Reisen ist nicht immer nur wunderbar und ich habe beschlossen, nichts auszulassen, wenn ich von meiner Weltreise schreibe. Drei Wochen Indien ohne die kleinste Irritation im Verdauungstrakt und nach nur einer Nacht in Bangkok habe ich das Gefühl, auf der Bordtoilette eines Air Asia Fluges zu verenden. Ich musste ja unbedingt Streetfood in China Town essen. Wobei ich eher glaube, dass Subway mich auf dem Gewissen hat. Der Salat auf dem Sandwich sah schon ein bisschen kompostiert aus.

ZU ERLEDIGEN
(1) Beantworte anhand des Reiseberichts über die Weltreise die folgenden Fragen.
(a) Wie lange dauerte der Aufenthalt in Indien?
(b) Mit welcher Fluggesellschaft geht der Flug, auf dessen Bordtoilette das Verenden befürchtet wird?
(c) Wie sah der Salat auf dem Sandwich aus?
(2) Zitiere aus dem Reisebericht über die Weltreise den Abschnitt, der bei den Worten „Reisen ist nicht“ beginnt und nach den Worten „bisschen kompostiert aus.“ endet.
(3) Schreibe den Reisebericht über die Weltreise im Anschluss an seinen letzten Satz weiter.

BEREITGESTELLTES MATERIAL
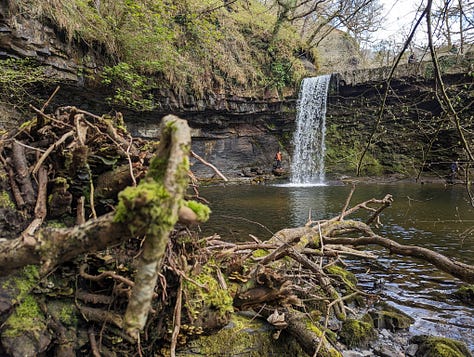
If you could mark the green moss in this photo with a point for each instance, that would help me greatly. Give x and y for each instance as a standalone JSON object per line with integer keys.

ERGEBNISSE JE AUFGABE
(1)
(a) Drei Wochen.
(b) Mit Air Asia.
(c) Schon ein bisschen kompostiert.

(2)
Reisen ist nicht immer nur wunderbar und ich habe beschlossen, nichts auszulassen, wenn ich von meiner Weltreise schreibe. Drei Wochen Indien ohne die kleinste Irritation im Verdauungstrakt und nach nur einer Nacht in Bangkok habe ich das Gefühl, auf der Bordtoilette eines Air Asia Fluges zu verenden. Ich musste ja unbedingt Streetfood in China Town essen. Wobei ich eher glaube, dass Subway mich auf dem Gewissen hat. Der Salat auf dem Sandwich sah schon ein bisschen kompostiert aus.

(3)
Das Gute an der Situation: Sie passiert nicht auf dem Flug von Indien nach Thailand, dann hätte ich gleich im Mittelgang die Hose runterlassen können, da der gesamte Flieger gleichzeitig am Klo anstand. Auch noch nie erlebt. Das Schlechte: Habt Ihr schon einmal Durchfall gehabt und versucht, Euch zu erleichtern, während Ihr durch Turbulenzen fliegt und Euch nicht aufs Klo setzen wollt? Nein? Ich auch nicht, aber man lernt ja nie aus und wieder bin ich dankbar, die letzten Wochen in Indien und mit Yoga verbracht zu haben. Drei Wochen kontaktloses Kacken stärkt die Muskulatur, Yoga ebenfalls, und so überstehe ich irgendwie.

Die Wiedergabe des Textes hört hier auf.